### [WHAT IS EXPECTED]
Reproduce the entries below with every occurrence of "species-count log" changed to "object inventory", leaving all other text as it is.

### [DATASET EXTRACT]
-- BEGIN --

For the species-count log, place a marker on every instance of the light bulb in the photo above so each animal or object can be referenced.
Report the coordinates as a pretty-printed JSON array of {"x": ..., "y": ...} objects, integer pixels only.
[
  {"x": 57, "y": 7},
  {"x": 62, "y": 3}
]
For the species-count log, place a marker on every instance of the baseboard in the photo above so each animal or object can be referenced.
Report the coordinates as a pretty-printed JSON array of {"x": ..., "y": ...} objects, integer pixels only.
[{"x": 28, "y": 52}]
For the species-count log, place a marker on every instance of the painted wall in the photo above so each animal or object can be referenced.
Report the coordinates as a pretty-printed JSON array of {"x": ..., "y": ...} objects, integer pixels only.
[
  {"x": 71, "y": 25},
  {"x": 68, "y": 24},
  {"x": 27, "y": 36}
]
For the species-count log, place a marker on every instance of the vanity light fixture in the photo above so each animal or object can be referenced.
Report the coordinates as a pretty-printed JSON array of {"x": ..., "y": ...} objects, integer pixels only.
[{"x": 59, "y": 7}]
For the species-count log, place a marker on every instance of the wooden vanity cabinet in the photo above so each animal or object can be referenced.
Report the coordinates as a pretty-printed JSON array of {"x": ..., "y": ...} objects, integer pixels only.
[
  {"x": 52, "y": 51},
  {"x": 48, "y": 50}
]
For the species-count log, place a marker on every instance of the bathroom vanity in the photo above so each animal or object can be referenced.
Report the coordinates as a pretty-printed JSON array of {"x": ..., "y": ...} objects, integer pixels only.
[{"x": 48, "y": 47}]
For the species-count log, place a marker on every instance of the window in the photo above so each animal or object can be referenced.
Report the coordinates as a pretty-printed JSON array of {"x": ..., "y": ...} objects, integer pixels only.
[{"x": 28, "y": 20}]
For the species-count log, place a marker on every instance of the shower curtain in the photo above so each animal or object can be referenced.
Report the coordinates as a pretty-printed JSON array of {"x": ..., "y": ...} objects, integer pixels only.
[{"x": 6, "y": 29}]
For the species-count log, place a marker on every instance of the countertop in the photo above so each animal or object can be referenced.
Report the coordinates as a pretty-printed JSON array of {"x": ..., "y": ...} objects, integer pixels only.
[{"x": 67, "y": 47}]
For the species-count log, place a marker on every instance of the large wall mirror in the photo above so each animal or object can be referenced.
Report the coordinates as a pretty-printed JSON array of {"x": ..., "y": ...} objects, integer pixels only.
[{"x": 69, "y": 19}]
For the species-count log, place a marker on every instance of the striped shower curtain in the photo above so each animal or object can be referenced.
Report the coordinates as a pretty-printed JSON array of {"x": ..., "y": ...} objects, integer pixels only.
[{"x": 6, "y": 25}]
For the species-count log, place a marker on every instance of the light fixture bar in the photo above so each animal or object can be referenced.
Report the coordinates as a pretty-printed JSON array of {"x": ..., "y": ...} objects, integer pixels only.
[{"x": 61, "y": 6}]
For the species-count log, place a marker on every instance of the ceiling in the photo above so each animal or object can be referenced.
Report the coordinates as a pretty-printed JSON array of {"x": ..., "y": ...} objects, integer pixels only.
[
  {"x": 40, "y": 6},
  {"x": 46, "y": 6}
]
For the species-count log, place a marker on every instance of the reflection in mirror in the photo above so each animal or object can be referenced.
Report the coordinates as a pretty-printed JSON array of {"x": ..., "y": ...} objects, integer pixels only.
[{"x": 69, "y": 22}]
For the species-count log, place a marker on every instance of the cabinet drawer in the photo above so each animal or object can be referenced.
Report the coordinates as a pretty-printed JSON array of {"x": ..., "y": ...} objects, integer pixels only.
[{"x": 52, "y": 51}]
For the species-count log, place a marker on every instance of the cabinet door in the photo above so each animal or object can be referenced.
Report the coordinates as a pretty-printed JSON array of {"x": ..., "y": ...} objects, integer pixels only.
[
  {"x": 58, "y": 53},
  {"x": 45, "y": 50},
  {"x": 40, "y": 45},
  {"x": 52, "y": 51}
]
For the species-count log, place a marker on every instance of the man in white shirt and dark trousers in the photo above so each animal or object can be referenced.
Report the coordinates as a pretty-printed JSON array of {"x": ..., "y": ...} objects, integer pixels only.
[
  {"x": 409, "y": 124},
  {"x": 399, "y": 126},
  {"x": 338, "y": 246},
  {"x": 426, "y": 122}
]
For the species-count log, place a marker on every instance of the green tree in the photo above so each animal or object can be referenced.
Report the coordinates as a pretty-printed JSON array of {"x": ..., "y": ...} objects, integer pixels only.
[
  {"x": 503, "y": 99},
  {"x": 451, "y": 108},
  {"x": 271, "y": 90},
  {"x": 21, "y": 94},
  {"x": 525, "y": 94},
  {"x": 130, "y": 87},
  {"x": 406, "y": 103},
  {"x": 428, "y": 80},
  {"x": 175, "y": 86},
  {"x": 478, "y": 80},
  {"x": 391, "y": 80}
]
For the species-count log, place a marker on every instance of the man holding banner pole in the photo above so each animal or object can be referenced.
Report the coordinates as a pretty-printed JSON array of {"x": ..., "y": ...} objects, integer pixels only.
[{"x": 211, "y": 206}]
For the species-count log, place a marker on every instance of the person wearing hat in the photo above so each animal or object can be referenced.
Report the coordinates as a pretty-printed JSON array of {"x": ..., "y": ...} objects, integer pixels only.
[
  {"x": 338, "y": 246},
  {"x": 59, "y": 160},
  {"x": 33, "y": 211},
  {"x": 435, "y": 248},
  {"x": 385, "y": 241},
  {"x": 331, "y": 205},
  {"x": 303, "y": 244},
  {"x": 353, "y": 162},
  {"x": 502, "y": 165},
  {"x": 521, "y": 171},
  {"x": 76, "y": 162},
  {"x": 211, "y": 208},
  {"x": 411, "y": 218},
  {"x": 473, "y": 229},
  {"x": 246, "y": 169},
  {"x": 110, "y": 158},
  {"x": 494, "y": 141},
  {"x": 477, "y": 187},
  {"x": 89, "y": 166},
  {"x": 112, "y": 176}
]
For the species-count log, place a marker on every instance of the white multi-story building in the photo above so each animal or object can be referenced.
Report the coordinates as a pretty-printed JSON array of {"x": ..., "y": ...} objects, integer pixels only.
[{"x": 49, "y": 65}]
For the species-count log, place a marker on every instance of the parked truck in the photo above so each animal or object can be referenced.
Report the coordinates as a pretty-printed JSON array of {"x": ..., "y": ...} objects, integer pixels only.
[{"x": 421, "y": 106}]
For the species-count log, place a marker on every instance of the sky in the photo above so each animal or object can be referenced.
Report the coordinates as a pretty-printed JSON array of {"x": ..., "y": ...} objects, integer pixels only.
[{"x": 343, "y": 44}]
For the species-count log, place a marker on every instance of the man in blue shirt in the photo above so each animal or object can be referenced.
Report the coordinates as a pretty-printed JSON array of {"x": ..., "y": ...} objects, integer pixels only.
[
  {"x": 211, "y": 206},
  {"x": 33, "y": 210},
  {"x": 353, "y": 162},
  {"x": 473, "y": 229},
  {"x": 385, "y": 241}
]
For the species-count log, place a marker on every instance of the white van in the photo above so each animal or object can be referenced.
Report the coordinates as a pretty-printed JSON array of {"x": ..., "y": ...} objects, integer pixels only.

-- END --

### [SOLUTION TO THE EXERCISE]
For the object inventory, place a marker on every instance of the light bulb in the photo above so each animal or object can be referenced.
Report the coordinates as a pretty-printed JSON array of {"x": ..., "y": ...} objects, integer pixels only.
[
  {"x": 57, "y": 7},
  {"x": 62, "y": 3}
]
For the object inventory, place a marker on every instance of the baseboard in the photo above so each animal or object can be referenced.
Report the coordinates as a pretty-printed JSON array of {"x": ..., "y": ...} objects, integer pixels only.
[{"x": 28, "y": 52}]
For the object inventory, place a marker on every instance of the painted wall in the photo above so each animal or object can be referenced.
Report the coordinates as a pretty-printed JSON array of {"x": ..., "y": ...} objects, integer pixels only.
[
  {"x": 71, "y": 25},
  {"x": 68, "y": 24},
  {"x": 27, "y": 36}
]
For the object inventory, place a marker on every instance of the vanity light fixture in the photo above so each animal or object can be referenced.
Report the coordinates as a pretty-printed JSON array of {"x": ..., "y": ...} objects, integer pixels only.
[{"x": 59, "y": 7}]
For the object inventory, place a marker on every instance of the wooden vanity cabinet in the photo above so each animal or object can be referenced.
Report the coordinates as a pretty-printed JSON array of {"x": ..., "y": ...} objects, integer pixels only.
[
  {"x": 52, "y": 51},
  {"x": 48, "y": 50}
]
For the object inventory, place a marker on every instance of the bathroom vanity in the photo above so each animal or object can be referenced.
Report the coordinates as a pretty-printed JSON array of {"x": ..., "y": ...} objects, integer pixels only.
[{"x": 48, "y": 47}]
For the object inventory, place a marker on every instance of the window in the photo above so each animal or object can be referenced.
Report the coordinates as a pretty-printed JSON array of {"x": ..., "y": ...} objects, integer pixels only.
[{"x": 28, "y": 20}]
For the object inventory, place a marker on every instance of the shower curtain in the photo above so each animal or object can be referenced.
Report the coordinates as a pretty-printed JSON array of {"x": ..., "y": ...} objects, integer pixels only.
[{"x": 6, "y": 29}]
For the object inventory, place a marker on every instance of the countertop in the photo above so each animal or object can be referenced.
Report the coordinates as a pretty-printed JSON array of {"x": ..., "y": ...} objects, integer pixels only.
[{"x": 67, "y": 47}]
For the object inventory, place a marker on every instance of the large wall mirror in the photo above so each animal or object can be referenced.
Report the coordinates as a pretty-printed JSON array of {"x": ..., "y": ...} objects, integer pixels only.
[{"x": 69, "y": 19}]
For the object inventory, place a marker on every instance of the striped shower curtain in the photo above so each animal or object can be referenced.
Report the coordinates as a pretty-printed JSON array of {"x": ..., "y": ...} objects, integer pixels only.
[{"x": 6, "y": 25}]
For the object inventory, place a marker on every instance of the light fixture bar in the photo above so each animal or object can be referenced.
Report the coordinates as a pretty-printed JSON array of {"x": ..., "y": ...} objects, integer pixels only.
[{"x": 61, "y": 6}]
For the object inventory, place a marker on every instance of the ceiling in the photo above so each animal or object can be referenced.
Report the coordinates as a pretty-printed JSON array of {"x": ..., "y": ...} objects, integer pixels only.
[
  {"x": 40, "y": 6},
  {"x": 46, "y": 6}
]
For the object inventory, place a marker on every instance of the reflection in mirror in the photo above so each animal or object can be referenced.
Report the coordinates as a pretty-printed JSON array of {"x": ..., "y": ...} objects, integer pixels only.
[{"x": 69, "y": 22}]
For the object inventory, place a marker on every instance of the cabinet drawer in the photo above so each animal or object can be referenced.
Report the coordinates as a pretty-printed JSON array of {"x": ..., "y": ...} objects, integer pixels only.
[{"x": 52, "y": 51}]
For the object inventory, place a marker on every instance of the cabinet door in the photo above so each animal or object can be referenced.
Report the coordinates as a pretty-printed JSON array of {"x": ..., "y": ...} objects, integer pixels only.
[
  {"x": 58, "y": 53},
  {"x": 45, "y": 50},
  {"x": 40, "y": 45},
  {"x": 52, "y": 51}
]
For the object inventory, place a marker on every instance of the man in white shirt and dark trousers in the photo above so each animal or object can be referenced.
Report the coordinates as a pretty-printed JSON array of {"x": ..., "y": ...} objects, integer pixels only.
[
  {"x": 409, "y": 124},
  {"x": 399, "y": 126},
  {"x": 338, "y": 246},
  {"x": 426, "y": 122}
]
For the object inventory, place a marker on every instance of the green tree in the photo above so each animal or object can be referenced.
Report the coordinates as a pretty-printed JSON array of {"x": ..., "y": ...} objects, integer pixels only.
[
  {"x": 503, "y": 99},
  {"x": 451, "y": 108},
  {"x": 271, "y": 90},
  {"x": 21, "y": 94},
  {"x": 525, "y": 94},
  {"x": 130, "y": 87},
  {"x": 406, "y": 103},
  {"x": 428, "y": 80},
  {"x": 175, "y": 86},
  {"x": 478, "y": 80},
  {"x": 391, "y": 80}
]
For the object inventory, place a marker on every instance of the man holding banner pole in the photo above so each animal or object can be referenced.
Report the coordinates as a pretty-printed JSON array of {"x": ..., "y": ...} objects, integer pixels only.
[{"x": 211, "y": 206}]
For the object inventory, place a marker on every instance of the person wearing hat in the photo above so each animal or object can be referenced.
Report the coordinates as a pretty-printed JSON array of {"x": ..., "y": ...} objects, integer pixels only.
[
  {"x": 338, "y": 246},
  {"x": 59, "y": 160},
  {"x": 33, "y": 211},
  {"x": 435, "y": 248},
  {"x": 385, "y": 241},
  {"x": 331, "y": 205},
  {"x": 303, "y": 244},
  {"x": 353, "y": 162},
  {"x": 502, "y": 165},
  {"x": 521, "y": 171},
  {"x": 76, "y": 162},
  {"x": 211, "y": 208},
  {"x": 411, "y": 218},
  {"x": 473, "y": 229},
  {"x": 246, "y": 169},
  {"x": 110, "y": 158},
  {"x": 494, "y": 141},
  {"x": 477, "y": 187},
  {"x": 89, "y": 166},
  {"x": 112, "y": 176}
]
For the object inventory, place a marker on every instance of the white multi-story building in the photo above so each animal or object can be referenced.
Report the coordinates as a pretty-printed JSON array of {"x": ..., "y": ...} objects, integer pixels only.
[{"x": 49, "y": 65}]
For the object inventory, place a marker on every instance of the parked truck in the photo above so each animal or object can be referenced.
Report the coordinates as a pretty-printed JSON array of {"x": ..., "y": ...} objects, integer pixels only.
[{"x": 421, "y": 106}]
For the object inventory, place a marker on every instance of the sky in the photo above so each animal or object can be referenced.
Report the coordinates as a pretty-printed JSON array of {"x": ..., "y": ...} objects, integer pixels only.
[{"x": 343, "y": 44}]
For the object inventory, place a marker on every instance of the man in blue shirt in the photo above so each animal or object can be referenced.
Report the coordinates as a pretty-printed JSON array of {"x": ..., "y": ...} objects, integer pixels only.
[
  {"x": 211, "y": 206},
  {"x": 33, "y": 210},
  {"x": 353, "y": 162},
  {"x": 473, "y": 229},
  {"x": 385, "y": 241}
]
For the object inventory, place a marker on every instance of the white van in the photo above so each animal or object can be referenced.
Report the coordinates as a pretty-printed JSON array of {"x": ..., "y": ...} objects, integer pixels only.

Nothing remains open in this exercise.